* [Data in this exercise]

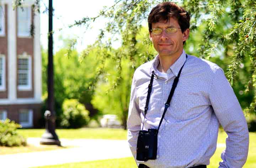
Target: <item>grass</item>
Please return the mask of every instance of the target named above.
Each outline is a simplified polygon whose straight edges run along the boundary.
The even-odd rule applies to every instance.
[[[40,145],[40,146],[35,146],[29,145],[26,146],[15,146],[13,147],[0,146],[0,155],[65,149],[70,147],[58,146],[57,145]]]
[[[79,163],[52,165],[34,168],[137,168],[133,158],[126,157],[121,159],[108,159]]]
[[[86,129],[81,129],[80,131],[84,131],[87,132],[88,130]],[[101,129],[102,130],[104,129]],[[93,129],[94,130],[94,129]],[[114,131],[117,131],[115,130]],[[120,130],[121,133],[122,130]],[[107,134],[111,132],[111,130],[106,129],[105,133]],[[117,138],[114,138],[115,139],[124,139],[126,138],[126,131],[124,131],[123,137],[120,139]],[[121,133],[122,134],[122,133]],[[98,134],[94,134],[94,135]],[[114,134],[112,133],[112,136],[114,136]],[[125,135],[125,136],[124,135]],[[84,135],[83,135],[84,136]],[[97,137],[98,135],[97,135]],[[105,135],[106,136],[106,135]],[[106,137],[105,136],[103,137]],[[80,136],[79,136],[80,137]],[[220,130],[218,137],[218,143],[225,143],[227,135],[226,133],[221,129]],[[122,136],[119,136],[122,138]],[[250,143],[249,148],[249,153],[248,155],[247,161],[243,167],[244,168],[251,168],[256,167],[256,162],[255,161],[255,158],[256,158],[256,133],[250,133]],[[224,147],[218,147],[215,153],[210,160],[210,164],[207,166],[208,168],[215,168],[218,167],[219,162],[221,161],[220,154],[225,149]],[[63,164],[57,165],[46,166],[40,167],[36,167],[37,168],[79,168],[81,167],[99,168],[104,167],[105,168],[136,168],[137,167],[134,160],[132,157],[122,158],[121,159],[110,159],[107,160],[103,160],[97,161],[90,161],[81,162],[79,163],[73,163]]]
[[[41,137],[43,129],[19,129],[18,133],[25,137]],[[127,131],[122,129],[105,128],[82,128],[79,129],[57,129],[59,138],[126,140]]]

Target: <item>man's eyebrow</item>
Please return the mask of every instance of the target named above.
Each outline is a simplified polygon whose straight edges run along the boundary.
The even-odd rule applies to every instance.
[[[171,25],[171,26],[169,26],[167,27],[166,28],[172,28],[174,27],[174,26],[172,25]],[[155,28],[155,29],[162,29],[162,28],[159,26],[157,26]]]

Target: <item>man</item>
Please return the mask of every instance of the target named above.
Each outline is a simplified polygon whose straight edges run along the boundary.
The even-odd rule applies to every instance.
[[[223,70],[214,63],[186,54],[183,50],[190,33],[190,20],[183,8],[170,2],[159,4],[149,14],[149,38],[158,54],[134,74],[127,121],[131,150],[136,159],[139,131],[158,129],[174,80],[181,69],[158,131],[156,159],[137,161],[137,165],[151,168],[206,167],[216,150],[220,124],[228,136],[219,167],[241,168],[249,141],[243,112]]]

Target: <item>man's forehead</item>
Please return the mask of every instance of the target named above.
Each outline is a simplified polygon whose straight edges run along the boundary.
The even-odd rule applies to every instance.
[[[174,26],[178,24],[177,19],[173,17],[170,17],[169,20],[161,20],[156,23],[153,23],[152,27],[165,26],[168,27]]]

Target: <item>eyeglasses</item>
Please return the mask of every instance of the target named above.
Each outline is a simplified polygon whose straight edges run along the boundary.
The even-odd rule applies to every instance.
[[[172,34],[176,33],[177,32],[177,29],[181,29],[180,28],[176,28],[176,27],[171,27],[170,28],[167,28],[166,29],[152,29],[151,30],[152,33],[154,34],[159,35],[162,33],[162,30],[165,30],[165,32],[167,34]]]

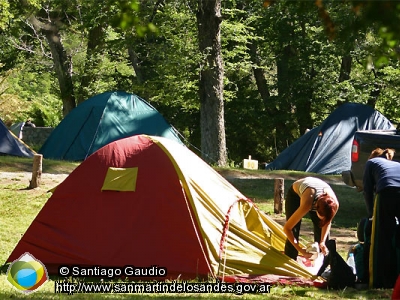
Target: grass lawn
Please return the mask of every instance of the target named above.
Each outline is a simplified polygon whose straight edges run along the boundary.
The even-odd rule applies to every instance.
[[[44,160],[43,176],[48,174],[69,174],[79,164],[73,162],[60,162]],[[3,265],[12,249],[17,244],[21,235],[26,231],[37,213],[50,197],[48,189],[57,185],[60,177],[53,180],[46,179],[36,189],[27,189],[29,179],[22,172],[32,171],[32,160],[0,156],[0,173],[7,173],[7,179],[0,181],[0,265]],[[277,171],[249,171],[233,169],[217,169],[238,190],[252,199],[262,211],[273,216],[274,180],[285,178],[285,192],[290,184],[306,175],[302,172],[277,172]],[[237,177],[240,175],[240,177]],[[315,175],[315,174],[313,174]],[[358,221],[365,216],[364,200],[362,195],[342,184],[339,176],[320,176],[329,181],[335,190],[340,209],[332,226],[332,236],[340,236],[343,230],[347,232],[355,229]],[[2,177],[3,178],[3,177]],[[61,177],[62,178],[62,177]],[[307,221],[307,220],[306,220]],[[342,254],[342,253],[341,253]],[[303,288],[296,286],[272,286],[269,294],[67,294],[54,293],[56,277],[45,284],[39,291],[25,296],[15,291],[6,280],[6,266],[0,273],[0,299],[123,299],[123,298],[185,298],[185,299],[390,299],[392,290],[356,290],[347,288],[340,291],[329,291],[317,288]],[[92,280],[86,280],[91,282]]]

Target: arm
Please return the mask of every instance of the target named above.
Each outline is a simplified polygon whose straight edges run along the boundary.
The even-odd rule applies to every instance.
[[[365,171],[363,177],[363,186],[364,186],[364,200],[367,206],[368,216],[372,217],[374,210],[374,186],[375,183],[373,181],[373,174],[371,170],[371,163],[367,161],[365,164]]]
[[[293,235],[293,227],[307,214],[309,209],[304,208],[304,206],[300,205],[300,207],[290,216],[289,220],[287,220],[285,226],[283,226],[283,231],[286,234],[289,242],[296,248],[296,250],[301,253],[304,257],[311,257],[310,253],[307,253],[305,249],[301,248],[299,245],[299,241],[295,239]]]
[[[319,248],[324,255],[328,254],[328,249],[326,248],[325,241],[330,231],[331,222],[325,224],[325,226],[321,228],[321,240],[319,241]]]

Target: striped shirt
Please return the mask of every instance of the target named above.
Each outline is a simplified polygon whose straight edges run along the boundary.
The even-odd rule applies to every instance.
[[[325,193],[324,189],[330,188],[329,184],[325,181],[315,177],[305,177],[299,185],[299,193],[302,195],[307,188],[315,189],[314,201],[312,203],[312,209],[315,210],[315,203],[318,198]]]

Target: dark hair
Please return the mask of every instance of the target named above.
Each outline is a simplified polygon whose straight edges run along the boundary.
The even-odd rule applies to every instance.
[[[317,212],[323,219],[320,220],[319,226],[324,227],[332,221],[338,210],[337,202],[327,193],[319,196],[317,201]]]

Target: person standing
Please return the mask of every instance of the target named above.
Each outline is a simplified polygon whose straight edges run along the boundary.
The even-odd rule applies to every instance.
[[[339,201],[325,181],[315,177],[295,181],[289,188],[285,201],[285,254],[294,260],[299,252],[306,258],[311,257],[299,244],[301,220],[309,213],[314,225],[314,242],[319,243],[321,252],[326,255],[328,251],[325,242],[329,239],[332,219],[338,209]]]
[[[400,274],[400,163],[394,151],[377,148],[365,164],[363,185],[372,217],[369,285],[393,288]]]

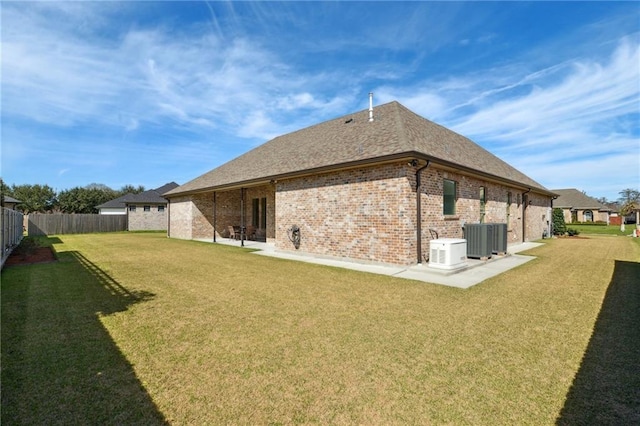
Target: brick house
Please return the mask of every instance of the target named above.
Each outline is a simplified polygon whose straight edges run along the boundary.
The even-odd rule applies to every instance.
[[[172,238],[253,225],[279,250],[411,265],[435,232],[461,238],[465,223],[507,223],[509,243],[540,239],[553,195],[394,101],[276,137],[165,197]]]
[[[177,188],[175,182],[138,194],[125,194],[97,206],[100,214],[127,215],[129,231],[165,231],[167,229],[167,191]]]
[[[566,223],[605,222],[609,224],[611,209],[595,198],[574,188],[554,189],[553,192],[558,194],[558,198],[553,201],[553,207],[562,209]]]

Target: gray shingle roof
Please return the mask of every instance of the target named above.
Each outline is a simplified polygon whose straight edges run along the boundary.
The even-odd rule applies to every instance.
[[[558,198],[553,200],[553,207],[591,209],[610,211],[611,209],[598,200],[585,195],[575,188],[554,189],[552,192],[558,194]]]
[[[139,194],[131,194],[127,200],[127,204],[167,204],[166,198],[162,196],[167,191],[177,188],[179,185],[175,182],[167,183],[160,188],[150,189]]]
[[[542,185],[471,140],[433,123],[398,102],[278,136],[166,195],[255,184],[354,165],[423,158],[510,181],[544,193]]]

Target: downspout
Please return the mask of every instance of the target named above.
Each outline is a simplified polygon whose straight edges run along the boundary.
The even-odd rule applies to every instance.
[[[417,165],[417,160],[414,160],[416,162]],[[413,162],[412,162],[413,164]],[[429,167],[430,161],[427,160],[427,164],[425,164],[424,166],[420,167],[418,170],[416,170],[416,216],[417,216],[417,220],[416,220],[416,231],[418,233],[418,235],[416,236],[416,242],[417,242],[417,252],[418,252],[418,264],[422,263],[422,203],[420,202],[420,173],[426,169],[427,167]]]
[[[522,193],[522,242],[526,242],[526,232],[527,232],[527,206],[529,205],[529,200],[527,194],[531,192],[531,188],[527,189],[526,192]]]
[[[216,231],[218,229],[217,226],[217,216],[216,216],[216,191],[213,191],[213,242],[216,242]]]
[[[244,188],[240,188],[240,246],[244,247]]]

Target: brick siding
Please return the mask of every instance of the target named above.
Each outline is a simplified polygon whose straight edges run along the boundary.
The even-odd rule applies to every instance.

* [Aim] Edit the material from the line with "Target: brick siding" through the end: replace "straight edges" with "line segments", keep everything else unchanged, and give back only those lines.

* [Finished exercise]
Target: brick siding
Please return the mask of every instance of the target named above.
Each outline is a simplified polygon whose line segments run along the boundary.
The even-odd rule applies to every instance.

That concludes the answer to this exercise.